Every entry below must appear again, exactly as written.

[Dataset entries]
• • • •

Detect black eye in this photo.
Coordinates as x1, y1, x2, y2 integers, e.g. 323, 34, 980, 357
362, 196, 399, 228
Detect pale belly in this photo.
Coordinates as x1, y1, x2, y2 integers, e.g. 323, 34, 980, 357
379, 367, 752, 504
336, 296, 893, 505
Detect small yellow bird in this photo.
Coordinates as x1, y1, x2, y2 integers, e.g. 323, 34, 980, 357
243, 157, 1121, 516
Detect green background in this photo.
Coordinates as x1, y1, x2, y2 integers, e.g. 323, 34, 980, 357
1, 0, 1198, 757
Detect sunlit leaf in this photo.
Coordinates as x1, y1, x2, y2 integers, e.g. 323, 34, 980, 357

• • • •

## Answer to the exercise:
Detect black eye in this photo.
Coordinates as x1, y1, x2, y2 integers, e.g. 323, 34, 980, 357
362, 196, 399, 228
Detect pale belly in this photo.
Coordinates as x1, y1, x2, y2 integers, e.g. 323, 34, 980, 357
379, 367, 752, 504
336, 296, 893, 505
Detect small yellow bird in this photo.
Coordinates as x1, y1, x2, y2 integers, e.g. 323, 34, 980, 357
243, 157, 1121, 516
Detect green background in this photo.
Coordinates as x1, y1, x2, y2 integers, e.g. 323, 34, 980, 357
1, 0, 1198, 757
Detect sunlit leaf in this photo.
Coordinates as x1, y1, x2, y2 integers, e.g. 323, 34, 980, 357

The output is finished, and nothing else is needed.